■ Your assignment: Which lines run from the one containing "Where can you spot the silver" to the last line of the entries? Return them exactly, with nothing more.

■ Task inputs:
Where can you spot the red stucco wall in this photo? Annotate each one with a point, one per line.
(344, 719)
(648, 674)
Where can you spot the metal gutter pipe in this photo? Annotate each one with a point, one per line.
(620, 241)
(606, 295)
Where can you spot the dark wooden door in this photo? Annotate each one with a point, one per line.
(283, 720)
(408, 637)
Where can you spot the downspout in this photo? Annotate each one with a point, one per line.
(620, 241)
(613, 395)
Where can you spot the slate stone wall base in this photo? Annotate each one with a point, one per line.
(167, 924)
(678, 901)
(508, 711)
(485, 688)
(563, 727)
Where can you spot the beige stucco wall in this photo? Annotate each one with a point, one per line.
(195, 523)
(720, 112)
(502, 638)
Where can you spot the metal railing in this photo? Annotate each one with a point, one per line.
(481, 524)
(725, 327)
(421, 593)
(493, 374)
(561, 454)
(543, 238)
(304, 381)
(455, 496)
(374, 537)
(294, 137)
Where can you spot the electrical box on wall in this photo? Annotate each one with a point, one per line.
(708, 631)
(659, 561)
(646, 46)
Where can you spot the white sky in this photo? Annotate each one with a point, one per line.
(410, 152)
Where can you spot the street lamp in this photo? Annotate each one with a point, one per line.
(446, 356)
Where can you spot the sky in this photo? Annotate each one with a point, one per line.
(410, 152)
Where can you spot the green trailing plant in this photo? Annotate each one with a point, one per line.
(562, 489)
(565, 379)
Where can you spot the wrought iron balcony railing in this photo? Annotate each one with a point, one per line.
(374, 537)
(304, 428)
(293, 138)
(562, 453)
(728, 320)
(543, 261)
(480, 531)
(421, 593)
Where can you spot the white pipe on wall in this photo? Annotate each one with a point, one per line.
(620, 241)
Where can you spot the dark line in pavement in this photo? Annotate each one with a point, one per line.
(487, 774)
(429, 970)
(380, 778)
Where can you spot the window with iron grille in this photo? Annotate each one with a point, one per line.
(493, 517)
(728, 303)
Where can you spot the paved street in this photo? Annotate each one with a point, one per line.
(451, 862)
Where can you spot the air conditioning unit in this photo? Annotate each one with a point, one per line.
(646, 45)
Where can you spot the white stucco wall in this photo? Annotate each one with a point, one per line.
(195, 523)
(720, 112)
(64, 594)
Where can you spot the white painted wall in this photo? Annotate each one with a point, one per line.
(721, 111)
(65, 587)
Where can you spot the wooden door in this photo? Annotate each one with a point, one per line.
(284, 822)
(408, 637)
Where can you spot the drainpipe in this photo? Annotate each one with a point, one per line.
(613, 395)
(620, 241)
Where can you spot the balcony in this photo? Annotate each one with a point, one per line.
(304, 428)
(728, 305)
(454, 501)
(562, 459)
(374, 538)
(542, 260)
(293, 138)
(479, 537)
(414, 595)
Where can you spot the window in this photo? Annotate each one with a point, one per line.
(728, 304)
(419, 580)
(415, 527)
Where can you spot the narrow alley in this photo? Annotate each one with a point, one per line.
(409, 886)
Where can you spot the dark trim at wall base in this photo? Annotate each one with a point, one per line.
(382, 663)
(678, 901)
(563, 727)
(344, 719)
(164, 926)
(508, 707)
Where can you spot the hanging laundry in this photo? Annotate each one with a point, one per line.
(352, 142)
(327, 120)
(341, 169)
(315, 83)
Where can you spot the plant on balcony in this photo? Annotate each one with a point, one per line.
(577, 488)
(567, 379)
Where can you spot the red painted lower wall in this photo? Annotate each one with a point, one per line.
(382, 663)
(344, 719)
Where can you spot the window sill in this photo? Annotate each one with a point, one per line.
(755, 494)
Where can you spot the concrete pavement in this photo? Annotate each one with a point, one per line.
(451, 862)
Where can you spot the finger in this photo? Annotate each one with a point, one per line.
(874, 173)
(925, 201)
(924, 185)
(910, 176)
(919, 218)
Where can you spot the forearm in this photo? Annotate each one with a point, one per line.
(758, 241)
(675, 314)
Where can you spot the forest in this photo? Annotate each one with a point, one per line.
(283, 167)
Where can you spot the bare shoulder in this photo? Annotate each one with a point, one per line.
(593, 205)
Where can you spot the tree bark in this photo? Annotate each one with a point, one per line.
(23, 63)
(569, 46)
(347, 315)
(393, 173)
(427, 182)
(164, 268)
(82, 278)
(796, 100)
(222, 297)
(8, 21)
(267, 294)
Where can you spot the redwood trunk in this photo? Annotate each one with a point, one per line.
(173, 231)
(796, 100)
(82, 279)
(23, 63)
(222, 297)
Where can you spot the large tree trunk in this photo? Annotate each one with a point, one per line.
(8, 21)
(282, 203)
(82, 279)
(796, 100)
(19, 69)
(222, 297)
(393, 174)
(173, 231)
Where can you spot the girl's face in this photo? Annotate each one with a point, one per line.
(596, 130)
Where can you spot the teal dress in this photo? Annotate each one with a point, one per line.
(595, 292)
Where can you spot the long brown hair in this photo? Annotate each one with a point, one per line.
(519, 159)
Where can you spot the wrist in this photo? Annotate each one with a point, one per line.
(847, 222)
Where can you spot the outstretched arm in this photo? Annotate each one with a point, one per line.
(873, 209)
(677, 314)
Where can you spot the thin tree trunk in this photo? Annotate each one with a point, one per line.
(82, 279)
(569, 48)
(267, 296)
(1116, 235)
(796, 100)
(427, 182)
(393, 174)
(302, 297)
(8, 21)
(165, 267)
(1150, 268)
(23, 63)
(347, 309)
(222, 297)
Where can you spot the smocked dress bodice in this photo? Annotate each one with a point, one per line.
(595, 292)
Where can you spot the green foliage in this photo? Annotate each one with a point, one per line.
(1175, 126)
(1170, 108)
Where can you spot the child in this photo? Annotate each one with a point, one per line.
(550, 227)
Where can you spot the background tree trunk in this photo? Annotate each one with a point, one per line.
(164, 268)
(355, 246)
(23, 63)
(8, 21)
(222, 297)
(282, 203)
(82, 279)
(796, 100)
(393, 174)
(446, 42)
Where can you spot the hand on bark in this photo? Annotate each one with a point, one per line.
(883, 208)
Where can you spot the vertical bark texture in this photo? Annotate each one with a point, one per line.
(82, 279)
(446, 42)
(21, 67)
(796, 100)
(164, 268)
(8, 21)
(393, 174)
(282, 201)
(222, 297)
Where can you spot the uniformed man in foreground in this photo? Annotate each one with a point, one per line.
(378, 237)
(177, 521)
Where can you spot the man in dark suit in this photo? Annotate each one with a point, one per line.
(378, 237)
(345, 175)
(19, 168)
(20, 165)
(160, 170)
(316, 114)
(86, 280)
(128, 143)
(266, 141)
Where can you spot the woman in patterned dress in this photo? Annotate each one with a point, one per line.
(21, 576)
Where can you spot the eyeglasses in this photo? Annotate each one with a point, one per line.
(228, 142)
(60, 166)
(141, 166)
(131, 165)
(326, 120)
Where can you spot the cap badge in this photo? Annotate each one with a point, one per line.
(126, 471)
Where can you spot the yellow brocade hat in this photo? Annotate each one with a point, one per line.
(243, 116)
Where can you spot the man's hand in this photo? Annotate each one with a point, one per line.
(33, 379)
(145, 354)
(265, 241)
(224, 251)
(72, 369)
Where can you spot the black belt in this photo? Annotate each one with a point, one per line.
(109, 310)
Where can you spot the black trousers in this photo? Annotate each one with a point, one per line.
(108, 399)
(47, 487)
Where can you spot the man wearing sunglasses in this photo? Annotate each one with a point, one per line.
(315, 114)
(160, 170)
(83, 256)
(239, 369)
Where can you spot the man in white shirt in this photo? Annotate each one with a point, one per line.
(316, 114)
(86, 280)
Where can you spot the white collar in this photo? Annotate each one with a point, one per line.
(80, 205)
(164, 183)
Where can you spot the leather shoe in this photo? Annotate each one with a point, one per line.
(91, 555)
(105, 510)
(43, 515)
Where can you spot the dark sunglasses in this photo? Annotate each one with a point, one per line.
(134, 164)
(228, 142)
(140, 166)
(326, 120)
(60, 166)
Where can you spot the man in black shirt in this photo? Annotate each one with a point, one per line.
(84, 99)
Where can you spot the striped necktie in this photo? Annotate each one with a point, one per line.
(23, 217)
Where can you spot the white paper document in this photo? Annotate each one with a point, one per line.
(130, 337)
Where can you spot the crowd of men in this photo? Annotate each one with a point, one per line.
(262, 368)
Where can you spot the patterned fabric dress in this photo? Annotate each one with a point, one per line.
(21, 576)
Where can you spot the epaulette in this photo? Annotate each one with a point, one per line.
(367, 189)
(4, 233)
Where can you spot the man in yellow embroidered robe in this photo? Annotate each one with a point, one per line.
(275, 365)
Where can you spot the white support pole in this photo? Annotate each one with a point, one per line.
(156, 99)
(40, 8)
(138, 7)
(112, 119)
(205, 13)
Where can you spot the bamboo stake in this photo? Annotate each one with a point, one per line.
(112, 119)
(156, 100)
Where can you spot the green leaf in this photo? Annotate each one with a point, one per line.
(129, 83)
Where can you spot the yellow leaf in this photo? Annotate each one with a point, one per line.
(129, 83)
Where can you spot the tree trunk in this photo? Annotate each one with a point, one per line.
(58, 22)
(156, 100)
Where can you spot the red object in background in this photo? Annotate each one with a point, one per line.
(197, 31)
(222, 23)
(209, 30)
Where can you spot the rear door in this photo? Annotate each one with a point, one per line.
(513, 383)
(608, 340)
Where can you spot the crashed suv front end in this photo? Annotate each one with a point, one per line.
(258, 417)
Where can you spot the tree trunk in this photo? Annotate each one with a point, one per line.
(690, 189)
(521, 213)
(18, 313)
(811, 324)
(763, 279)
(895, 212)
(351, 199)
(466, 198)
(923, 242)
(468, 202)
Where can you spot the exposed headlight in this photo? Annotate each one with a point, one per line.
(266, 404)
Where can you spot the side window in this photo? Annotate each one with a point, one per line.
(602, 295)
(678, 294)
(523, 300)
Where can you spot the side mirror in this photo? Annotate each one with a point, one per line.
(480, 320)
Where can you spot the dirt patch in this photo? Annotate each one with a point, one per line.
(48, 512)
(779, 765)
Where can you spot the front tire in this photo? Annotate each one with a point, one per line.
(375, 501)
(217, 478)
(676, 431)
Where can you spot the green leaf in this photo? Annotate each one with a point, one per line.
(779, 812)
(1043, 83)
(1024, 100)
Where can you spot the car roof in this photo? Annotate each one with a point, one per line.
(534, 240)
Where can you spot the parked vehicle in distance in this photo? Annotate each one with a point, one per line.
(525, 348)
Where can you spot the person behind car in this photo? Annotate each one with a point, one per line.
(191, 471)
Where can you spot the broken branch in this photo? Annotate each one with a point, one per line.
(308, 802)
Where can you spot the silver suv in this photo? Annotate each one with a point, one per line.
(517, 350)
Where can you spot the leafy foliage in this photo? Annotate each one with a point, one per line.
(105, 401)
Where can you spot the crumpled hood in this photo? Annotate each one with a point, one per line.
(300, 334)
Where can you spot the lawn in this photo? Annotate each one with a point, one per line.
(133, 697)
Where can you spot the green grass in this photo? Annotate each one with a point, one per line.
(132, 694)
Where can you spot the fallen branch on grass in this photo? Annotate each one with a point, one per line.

■ Result for this task:
Where can you spot the silver suv in this photo? Annotate each one with a point, one per line.
(517, 350)
Where can you spot the leafy foliage in this photo? Annotate each one with a point, one per line.
(105, 401)
Where can you spot the crumpled hood in this photo? Annotate each one with a point, one per line.
(300, 334)
Where can you spot the lawn in this photo? Annotate each one with a point, one per line.
(133, 697)
Where can you spot the green grass in this photo? Annotate each one with a point, one per line.
(132, 694)
Where can you spot the fallen branch on grass in this photo? Annotate each one with a point, one per line.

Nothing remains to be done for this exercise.